Copy the material below word for word, starting at the line that contains "Report x and y for each instance of the palm" and continuing through its final line.

— begin —

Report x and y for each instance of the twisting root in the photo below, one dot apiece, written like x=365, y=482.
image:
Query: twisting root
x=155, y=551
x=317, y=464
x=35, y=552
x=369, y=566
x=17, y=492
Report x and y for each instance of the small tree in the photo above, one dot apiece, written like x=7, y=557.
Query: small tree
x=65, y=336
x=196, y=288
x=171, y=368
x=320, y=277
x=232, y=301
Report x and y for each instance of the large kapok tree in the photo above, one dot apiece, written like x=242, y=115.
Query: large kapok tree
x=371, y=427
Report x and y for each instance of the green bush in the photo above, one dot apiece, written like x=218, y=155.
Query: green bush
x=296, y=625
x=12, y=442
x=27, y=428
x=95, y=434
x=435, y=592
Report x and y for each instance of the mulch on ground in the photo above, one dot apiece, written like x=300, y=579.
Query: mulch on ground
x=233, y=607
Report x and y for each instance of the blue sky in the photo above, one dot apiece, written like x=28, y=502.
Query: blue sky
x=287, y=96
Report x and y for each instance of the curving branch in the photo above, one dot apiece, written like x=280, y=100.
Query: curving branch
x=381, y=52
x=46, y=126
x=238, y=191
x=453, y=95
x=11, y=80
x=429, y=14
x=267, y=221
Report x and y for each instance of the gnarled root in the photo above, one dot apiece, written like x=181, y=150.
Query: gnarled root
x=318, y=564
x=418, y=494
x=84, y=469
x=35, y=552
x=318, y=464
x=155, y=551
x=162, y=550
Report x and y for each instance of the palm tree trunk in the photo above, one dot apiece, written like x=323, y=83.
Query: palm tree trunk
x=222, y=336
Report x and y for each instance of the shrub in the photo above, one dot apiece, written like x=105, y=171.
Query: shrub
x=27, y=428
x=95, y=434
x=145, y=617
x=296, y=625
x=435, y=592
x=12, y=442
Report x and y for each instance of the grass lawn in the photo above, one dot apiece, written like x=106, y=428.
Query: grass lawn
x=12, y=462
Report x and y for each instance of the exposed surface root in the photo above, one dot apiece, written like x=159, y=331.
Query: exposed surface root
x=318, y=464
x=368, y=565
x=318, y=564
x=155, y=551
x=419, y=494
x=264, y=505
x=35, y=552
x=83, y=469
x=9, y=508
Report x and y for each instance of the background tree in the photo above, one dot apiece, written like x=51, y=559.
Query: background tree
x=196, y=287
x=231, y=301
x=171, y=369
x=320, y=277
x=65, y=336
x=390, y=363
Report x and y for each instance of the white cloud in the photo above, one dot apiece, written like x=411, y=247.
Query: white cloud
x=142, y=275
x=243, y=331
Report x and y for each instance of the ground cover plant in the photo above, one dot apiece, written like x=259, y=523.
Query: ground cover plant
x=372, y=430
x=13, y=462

— end —

** The answer **
Report x and y for each instance of the palm tree trunk in the photo above, one dot apiece, written like x=323, y=83.
Query: palm tree trunk
x=222, y=336
Report x and y for each instance of the shrub in the photo above, one dot apiece, written like x=105, y=171.
Query: shrub
x=27, y=428
x=95, y=434
x=145, y=617
x=296, y=625
x=435, y=592
x=12, y=442
Report x and y for each instance of the grass lawn in the photo above, one dot apiece, written like x=106, y=428.
Query: grass lawn
x=12, y=462
Report x and y for each instance of the exposed surface root in the photo above, one dot apiece, written like x=159, y=331.
Query: exposed surface root
x=318, y=464
x=368, y=565
x=318, y=564
x=155, y=551
x=419, y=494
x=264, y=505
x=35, y=552
x=83, y=469
x=9, y=508
Report x and y for each instance of the background tree in the photo above, one dot apiece, written like x=51, y=559.
Query: background tree
x=196, y=287
x=231, y=301
x=171, y=369
x=320, y=277
x=65, y=336
x=390, y=363
Report x and y for each instance of the white cloud in the photo above, one dot apiece, written like x=411, y=247.
Query: white cloud
x=142, y=275
x=243, y=331
Report x and y for each instance of the ground cover plant in the photo above, one dot apiece, written like x=259, y=523.
Query: ground cover plant
x=372, y=430
x=13, y=462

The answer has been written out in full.